WHAT TO WORK ON:
1. In the news report about the Karen guerrillas capturing a Myanmar army base, rewrite the stretch from "Casualty figures were" through "Myanmar’s military government.", swapping "text message" for "phone call".
2. According to the news report, at what time did the KNU's armed wing attack the base?

--- START OF DOCUMENT PASSAGE ---

Ethnic guerrillas allied with Myanmar resistance capture army base, prompting airstrikes
BANGKOK, Thailand — Ethnic Karen guerrillas said they captured a Myanmar army base Tuesday near the border with Thailand, in a morale boost for those opposing the military’s takeover of the country’s civilian government in February.
Myanmar’s military staged airstrikes several hours later on villages in territory controlled by the Karen forces, according to a guerrilla spokesman, a senior Thai official and a relief worker.
The fighting took place three days after a meeting of Southeast Asian leaders to try to hammer out a plan to restore peace in Myanmar, where the military government has attempted to suppress widespread opposition to its rule through the use of lethal force. More than 700 protesters and bystanders have been killed by security forces, according to several detailed estimates. The junta’s figure is about one-third of that.
A spokesman for the Karen National Union, or KNU, the minority group’s main political organization seeking greater autonomy from Myanmar’s central government, said the group’s armed wing attacked the base at 5 a.m. and burned it down just after dawn.
Casualty figures were not yet known, the KNU’s head of foreign affairs, Padoh Saw Taw Nee, said in a text message. There was no immediate comment from Myanmar’s military government.
The KNU, which controls territory in eastern Myanmar near the border with Thailand, is a close ally of the movement against the military coup that ousted the elected government of Aung San Suu Kyi. The KNU’s armed wing is the Karen National Liberation Army.
Video shot from the Thai side of the border showed flames rising from the government position on the banks of the Salween River, amid the sound of heavy gunfire. The river marks the border with Thailand.

--- END OF DOCUMENT PASSAGE ---
--- START OF PROVIDED DATA ---

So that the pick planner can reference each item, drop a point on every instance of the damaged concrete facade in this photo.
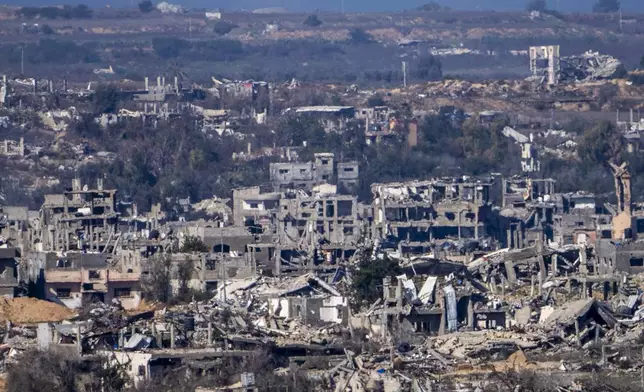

--- END OF PROVIDED DATA ---

SOLUTIONS BELOW:
1.
Casualty figures were not yet known, the KNU’s head of foreign affairs, Padoh Saw Taw Nee, said in a phone call. There was no immediate comment from Myanmar’s military government.

2. At 5 a.m.